All Kisses wrappers have a food-safe paper strip called a plume as an identification tag sticking from the top of the foil wrapper. When the paper plume was added to the Kisses wrapper in 1921, originally it was a flag for the "Hershey's" brand, distinguishing Hershey's Kisses from its competitors.

==Advertising==
"Christmas Bells" is a long-running commercial in which Hershey's Kisses, fashioned as a handbell choir, perform the Christmas carol "We Wish You a Merry Christmas". The advertisement premiered in 1989 and has run each holiday season since in the United States, representing the longest-running television commercial for the Hershey brand. In 2020, Hershey's introduced a new "Bells to Blossoms" version of the ad, in which one of the candies is removed from the choir and used to make cookies, but was criticized for changing a 30-year running holiday tradition. The company made the decision to air both the "classic" and newer versions of the holiday ad throughout the holiday season.

▶ _Exercises_
#1 In the Hershey's Kisses passage, copy the wording starting with "All Kisses wrappers" and going on through "from its competitors.", keeping every word and mark unchanged.
#2 According to the Hershey's Kisses passage, what Christmas carol do the Kisses perform in the "Christmas Bells" commercial?

▶ _Excerpted data_
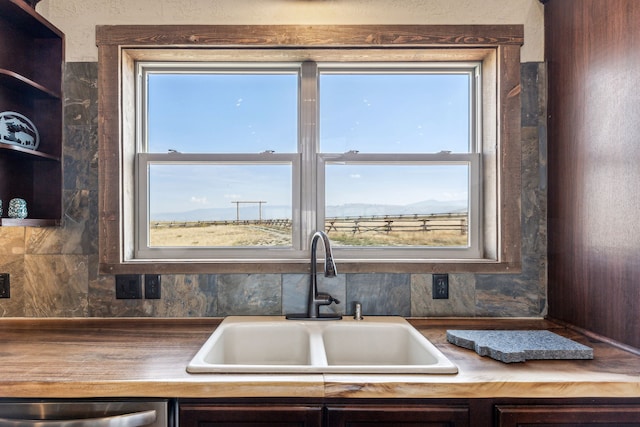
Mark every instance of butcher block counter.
[0,319,640,399]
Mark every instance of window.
[98,27,520,272]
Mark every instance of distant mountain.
[152,200,467,221]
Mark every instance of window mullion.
[299,61,324,248]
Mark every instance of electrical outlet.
[116,274,142,299]
[432,274,449,299]
[144,274,162,299]
[0,273,11,298]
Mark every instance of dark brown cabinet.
[179,398,640,427]
[326,405,469,427]
[496,405,640,427]
[0,0,64,226]
[180,404,322,427]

▶ _Solutions to the tasks_
#1
All Kisses wrappers have a food-safe paper strip called a plume as an identification tag sticking from the top of the foil wrapper. When the paper plume was added to the Kisses wrapper in 1921, originally it was a flag for the "Hershey's" brand, distinguishing Hershey's Kisses from its competitors.

#2 "We Wish You a Merry Christmas"